Activity
For the data that follows, give the number of lines in which "below" appears. Add nothing to it.

· · · ·

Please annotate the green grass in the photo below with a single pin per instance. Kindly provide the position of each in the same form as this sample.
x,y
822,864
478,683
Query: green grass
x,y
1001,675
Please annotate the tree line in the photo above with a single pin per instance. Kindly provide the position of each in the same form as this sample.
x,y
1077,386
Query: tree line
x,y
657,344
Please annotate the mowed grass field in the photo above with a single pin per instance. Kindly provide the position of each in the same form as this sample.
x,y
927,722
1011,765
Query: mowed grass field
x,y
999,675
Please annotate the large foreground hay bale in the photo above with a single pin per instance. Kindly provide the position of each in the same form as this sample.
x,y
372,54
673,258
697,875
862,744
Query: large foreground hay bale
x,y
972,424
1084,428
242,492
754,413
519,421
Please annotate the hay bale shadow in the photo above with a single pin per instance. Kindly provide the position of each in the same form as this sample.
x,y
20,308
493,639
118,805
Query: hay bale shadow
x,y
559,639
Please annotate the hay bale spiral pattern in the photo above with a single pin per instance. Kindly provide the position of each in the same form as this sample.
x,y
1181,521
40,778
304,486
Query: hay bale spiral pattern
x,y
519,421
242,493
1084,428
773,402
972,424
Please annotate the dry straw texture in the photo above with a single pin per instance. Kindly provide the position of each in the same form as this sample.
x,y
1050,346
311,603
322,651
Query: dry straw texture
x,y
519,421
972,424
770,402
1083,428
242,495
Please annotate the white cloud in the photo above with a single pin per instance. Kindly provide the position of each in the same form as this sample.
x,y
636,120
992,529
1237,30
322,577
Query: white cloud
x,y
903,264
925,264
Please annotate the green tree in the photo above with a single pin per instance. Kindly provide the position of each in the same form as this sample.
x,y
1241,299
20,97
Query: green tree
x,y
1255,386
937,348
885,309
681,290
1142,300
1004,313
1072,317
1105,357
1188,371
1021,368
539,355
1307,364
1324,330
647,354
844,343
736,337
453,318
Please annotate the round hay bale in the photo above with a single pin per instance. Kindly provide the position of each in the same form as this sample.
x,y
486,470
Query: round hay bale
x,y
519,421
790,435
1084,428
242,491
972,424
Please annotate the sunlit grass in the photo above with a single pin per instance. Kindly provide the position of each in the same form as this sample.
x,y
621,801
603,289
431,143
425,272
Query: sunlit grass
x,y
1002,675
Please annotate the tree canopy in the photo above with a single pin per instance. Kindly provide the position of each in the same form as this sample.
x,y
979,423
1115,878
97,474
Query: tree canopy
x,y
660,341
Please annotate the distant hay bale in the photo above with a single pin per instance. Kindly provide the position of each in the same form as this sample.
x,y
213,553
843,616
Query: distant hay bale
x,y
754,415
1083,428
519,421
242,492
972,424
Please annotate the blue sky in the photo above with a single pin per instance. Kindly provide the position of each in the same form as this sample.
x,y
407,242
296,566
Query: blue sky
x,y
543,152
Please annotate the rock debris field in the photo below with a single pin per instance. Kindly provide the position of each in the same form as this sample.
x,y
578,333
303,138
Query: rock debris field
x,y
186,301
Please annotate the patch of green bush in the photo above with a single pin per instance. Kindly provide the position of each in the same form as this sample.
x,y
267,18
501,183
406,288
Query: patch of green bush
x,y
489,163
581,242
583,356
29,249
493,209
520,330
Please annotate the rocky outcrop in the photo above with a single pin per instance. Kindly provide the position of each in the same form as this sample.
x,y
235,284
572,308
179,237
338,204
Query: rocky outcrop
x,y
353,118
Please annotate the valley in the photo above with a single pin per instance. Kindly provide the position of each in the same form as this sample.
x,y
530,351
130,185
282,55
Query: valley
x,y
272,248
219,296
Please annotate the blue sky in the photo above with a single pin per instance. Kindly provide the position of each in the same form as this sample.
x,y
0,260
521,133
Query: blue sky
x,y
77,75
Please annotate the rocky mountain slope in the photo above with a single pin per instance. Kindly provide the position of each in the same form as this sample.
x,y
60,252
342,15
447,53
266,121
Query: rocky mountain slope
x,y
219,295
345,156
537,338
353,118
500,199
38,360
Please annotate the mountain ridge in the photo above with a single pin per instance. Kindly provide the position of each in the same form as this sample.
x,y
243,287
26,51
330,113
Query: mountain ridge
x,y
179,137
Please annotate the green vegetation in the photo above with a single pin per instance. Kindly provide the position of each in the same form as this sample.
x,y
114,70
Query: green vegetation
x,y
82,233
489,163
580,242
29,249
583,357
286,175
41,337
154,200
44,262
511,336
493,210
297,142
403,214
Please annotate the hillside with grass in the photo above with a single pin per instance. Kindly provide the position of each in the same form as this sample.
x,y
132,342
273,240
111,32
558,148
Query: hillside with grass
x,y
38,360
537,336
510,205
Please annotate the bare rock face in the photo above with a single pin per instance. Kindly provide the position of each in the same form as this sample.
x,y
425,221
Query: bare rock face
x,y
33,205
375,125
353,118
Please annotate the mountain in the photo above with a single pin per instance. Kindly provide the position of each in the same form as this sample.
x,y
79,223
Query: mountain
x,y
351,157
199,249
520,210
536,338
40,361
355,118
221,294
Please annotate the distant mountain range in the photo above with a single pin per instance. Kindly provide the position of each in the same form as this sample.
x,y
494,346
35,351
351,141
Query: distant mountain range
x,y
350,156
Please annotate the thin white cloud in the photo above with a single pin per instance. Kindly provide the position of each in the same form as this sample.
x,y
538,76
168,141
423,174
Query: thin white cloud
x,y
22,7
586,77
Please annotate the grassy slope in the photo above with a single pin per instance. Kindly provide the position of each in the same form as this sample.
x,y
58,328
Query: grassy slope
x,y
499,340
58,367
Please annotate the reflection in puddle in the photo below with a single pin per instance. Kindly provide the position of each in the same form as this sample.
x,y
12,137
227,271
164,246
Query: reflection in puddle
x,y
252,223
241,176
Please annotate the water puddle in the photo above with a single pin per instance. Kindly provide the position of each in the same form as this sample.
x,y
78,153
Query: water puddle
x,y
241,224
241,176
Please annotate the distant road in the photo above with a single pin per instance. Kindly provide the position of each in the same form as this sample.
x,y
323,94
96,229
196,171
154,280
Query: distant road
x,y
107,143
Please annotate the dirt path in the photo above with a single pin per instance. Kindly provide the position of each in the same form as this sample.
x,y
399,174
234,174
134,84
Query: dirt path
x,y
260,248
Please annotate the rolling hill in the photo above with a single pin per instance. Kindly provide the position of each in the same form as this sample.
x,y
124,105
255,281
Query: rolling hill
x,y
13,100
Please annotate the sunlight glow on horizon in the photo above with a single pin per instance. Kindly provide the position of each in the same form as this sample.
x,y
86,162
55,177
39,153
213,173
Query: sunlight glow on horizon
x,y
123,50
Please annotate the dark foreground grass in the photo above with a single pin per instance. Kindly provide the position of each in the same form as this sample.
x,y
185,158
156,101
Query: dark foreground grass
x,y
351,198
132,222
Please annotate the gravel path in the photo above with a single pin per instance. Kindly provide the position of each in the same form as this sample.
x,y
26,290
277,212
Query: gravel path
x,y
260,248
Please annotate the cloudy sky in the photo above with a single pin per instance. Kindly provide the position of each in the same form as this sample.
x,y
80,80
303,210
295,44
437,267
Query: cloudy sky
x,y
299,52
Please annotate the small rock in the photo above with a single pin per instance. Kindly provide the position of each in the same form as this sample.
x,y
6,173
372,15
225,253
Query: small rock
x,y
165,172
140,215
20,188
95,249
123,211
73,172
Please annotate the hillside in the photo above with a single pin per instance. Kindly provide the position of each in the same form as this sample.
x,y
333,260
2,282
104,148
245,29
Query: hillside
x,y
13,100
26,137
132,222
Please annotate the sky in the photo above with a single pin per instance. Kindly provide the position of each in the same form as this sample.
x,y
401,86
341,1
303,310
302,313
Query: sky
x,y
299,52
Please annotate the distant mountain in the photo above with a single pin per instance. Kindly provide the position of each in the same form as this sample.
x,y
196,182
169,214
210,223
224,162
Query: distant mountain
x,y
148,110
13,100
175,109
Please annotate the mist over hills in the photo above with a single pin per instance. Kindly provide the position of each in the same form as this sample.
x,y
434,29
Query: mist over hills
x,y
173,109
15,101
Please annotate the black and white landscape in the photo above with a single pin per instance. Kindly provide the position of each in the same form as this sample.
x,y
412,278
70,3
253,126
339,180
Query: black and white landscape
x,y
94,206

· · · ·

Result
3